THE TASK
Find and return every line of the data that contains the word "riverbed".

----

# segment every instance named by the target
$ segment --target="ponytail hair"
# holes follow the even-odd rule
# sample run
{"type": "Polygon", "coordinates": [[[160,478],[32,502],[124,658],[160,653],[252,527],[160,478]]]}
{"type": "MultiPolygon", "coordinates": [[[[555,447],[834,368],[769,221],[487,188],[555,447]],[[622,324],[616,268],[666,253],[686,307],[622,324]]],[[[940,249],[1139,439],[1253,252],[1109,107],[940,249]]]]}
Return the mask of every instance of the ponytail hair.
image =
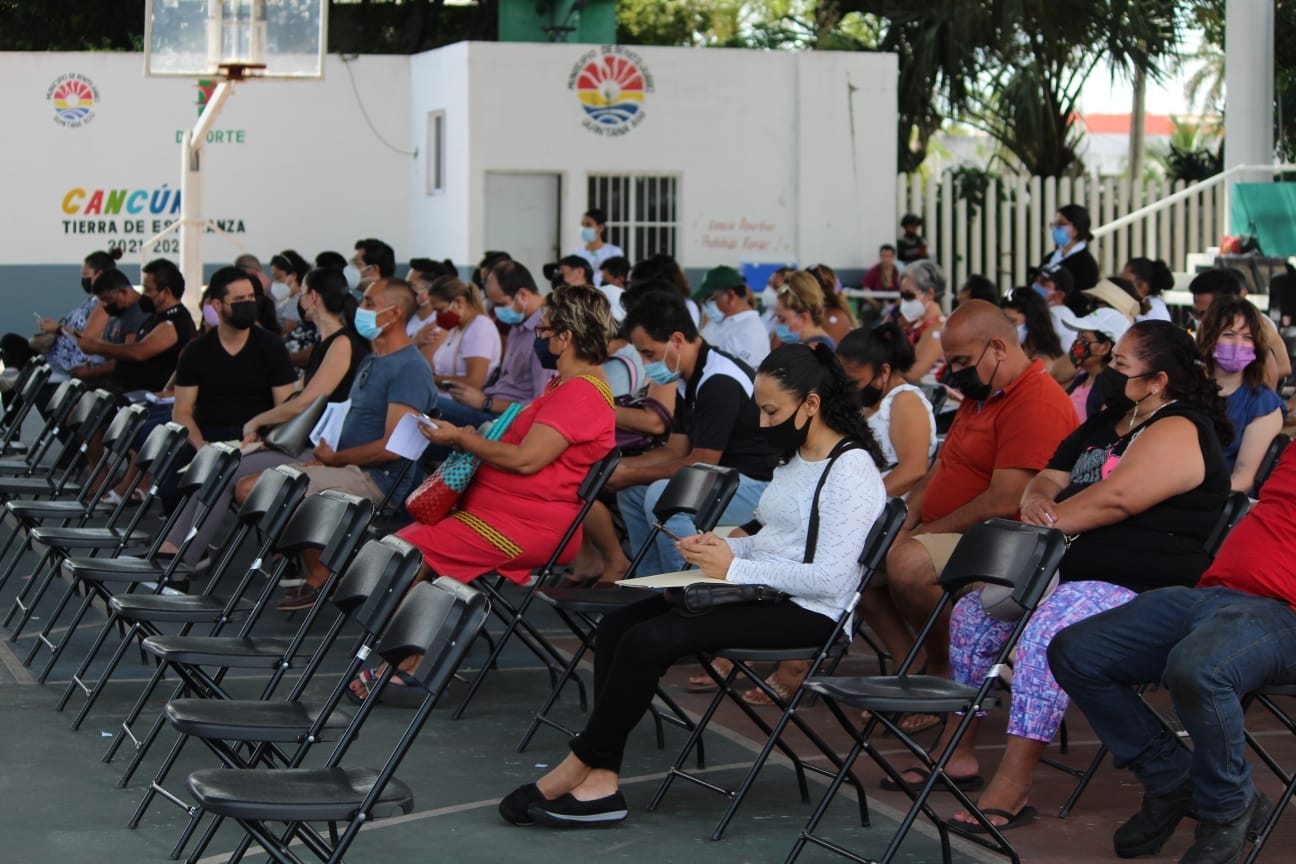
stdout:
{"type": "Polygon", "coordinates": [[[1134,356],[1147,364],[1150,372],[1165,373],[1169,379],[1166,395],[1206,409],[1221,446],[1227,447],[1234,437],[1233,422],[1193,337],[1169,321],[1140,321],[1126,335],[1133,337],[1134,356]]]}
{"type": "Polygon", "coordinates": [[[765,357],[756,374],[773,378],[782,390],[798,399],[818,393],[820,411],[828,428],[861,445],[879,468],[886,464],[881,448],[860,414],[859,388],[846,377],[837,355],[827,345],[779,346],[765,357]]]}
{"type": "Polygon", "coordinates": [[[314,291],[320,303],[330,314],[342,319],[348,327],[355,326],[356,299],[347,285],[346,276],[341,270],[332,267],[316,267],[306,274],[304,282],[307,291],[314,291]]]}
{"type": "Polygon", "coordinates": [[[119,246],[108,247],[107,252],[91,252],[85,257],[85,265],[91,270],[116,270],[121,260],[122,250],[119,246]]]}

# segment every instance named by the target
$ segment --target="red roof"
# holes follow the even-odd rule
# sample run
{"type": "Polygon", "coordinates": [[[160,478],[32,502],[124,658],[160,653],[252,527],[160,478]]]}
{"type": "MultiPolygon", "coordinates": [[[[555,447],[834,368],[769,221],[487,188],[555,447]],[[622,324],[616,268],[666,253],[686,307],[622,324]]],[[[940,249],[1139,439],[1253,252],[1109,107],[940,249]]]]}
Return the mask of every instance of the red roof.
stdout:
{"type": "MultiPolygon", "coordinates": [[[[1130,133],[1129,114],[1080,114],[1077,118],[1090,135],[1128,135],[1130,133]]],[[[1171,135],[1174,123],[1169,114],[1144,114],[1143,133],[1145,135],[1171,135]]]]}

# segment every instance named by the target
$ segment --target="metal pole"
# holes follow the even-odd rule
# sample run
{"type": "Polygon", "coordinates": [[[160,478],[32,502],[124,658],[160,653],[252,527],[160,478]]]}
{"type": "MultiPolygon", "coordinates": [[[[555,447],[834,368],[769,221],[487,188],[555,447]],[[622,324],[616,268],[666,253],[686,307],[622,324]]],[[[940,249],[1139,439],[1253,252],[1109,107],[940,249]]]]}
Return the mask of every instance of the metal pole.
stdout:
{"type": "Polygon", "coordinates": [[[184,133],[180,181],[180,272],[188,285],[203,284],[202,236],[207,222],[202,215],[203,144],[221,108],[233,93],[233,81],[216,85],[198,122],[184,133]]]}
{"type": "MultiPolygon", "coordinates": [[[[1224,12],[1225,169],[1273,161],[1273,56],[1272,0],[1228,0],[1224,12]]],[[[1246,172],[1238,182],[1268,183],[1272,179],[1267,172],[1246,172]]]]}

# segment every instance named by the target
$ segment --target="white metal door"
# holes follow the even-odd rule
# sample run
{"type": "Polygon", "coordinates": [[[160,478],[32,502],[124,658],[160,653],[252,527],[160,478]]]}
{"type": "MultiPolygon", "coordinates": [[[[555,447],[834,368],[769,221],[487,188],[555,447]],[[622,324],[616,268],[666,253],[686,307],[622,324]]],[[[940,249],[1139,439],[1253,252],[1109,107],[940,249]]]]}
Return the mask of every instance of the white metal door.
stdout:
{"type": "Polygon", "coordinates": [[[486,172],[486,250],[500,250],[527,266],[557,261],[560,181],[557,174],[486,172]]]}

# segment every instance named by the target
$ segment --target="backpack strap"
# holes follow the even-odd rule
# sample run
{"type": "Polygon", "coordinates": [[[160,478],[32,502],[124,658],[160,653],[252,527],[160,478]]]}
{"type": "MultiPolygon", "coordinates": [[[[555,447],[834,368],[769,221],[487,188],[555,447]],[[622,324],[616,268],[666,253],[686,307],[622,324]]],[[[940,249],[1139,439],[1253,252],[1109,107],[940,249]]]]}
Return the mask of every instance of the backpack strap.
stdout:
{"type": "Polygon", "coordinates": [[[843,438],[837,442],[837,446],[828,454],[828,464],[824,466],[823,473],[819,475],[819,483],[815,486],[814,500],[810,504],[810,524],[806,528],[806,548],[805,556],[801,559],[805,564],[814,563],[815,547],[819,544],[819,493],[823,491],[824,483],[828,481],[828,472],[832,470],[833,463],[837,457],[848,450],[859,450],[858,441],[852,441],[849,438],[843,438]]]}

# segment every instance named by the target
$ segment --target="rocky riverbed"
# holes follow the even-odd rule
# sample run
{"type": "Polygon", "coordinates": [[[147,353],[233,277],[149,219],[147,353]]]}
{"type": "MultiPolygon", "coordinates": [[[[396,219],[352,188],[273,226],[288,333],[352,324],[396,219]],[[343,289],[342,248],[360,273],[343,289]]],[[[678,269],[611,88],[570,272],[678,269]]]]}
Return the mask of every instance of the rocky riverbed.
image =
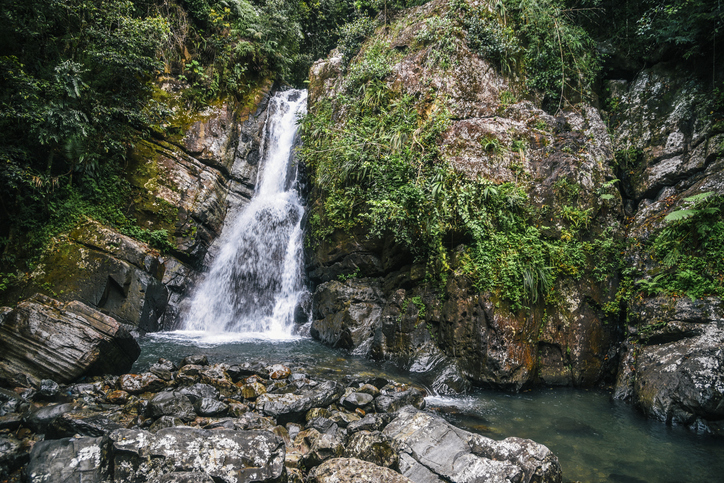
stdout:
{"type": "Polygon", "coordinates": [[[531,440],[495,441],[382,377],[160,359],[148,372],[0,389],[0,472],[28,482],[560,482],[531,440]]]}

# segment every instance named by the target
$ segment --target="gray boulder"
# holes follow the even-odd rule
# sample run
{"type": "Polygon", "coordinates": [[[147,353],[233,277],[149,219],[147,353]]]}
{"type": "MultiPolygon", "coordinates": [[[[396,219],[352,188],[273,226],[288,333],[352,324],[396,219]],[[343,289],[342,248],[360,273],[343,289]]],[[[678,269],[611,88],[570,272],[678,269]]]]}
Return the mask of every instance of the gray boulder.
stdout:
{"type": "Polygon", "coordinates": [[[394,413],[405,406],[424,409],[425,393],[412,388],[407,391],[387,393],[375,399],[375,409],[378,413],[394,413]]]}
{"type": "Polygon", "coordinates": [[[28,483],[102,483],[110,470],[108,438],[65,438],[40,441],[30,452],[28,483]]]}
{"type": "Polygon", "coordinates": [[[145,481],[196,472],[214,481],[281,482],[284,442],[266,431],[165,428],[155,435],[121,429],[111,434],[114,481],[145,481]]]}
{"type": "Polygon", "coordinates": [[[400,454],[400,471],[416,482],[560,483],[558,459],[533,441],[496,442],[406,408],[382,431],[400,454]]]}
{"type": "Polygon", "coordinates": [[[194,406],[186,396],[171,391],[161,392],[151,399],[148,405],[151,416],[173,416],[182,421],[193,421],[196,419],[194,406]]]}
{"type": "Polygon", "coordinates": [[[262,394],[256,400],[256,407],[283,425],[304,421],[307,411],[329,406],[343,394],[341,384],[325,381],[299,394],[262,394]]]}
{"type": "Polygon", "coordinates": [[[355,458],[334,458],[309,473],[310,483],[412,483],[389,468],[355,458]]]}
{"type": "Polygon", "coordinates": [[[123,374],[141,349],[115,319],[78,301],[36,294],[4,317],[0,353],[0,380],[37,387],[42,379],[123,374]]]}

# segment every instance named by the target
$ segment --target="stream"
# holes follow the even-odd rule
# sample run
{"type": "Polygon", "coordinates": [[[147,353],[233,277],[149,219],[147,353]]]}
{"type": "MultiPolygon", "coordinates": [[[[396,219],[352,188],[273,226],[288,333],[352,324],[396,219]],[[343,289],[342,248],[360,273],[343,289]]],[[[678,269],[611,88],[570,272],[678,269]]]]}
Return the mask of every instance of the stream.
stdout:
{"type": "MultiPolygon", "coordinates": [[[[203,353],[211,362],[281,362],[296,372],[329,379],[379,375],[422,385],[415,374],[391,364],[303,337],[275,340],[177,331],[149,334],[139,342],[143,351],[133,368],[137,373],[159,357],[178,361],[203,353]]],[[[648,420],[605,391],[476,390],[463,396],[429,396],[427,406],[455,425],[493,439],[517,436],[545,444],[560,460],[564,481],[694,483],[722,481],[724,475],[724,441],[648,420]]]]}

----

ANSWER BELOW
$ segment --target="rocky riverbed"
Return the mask of every instance of the rocky riverbed.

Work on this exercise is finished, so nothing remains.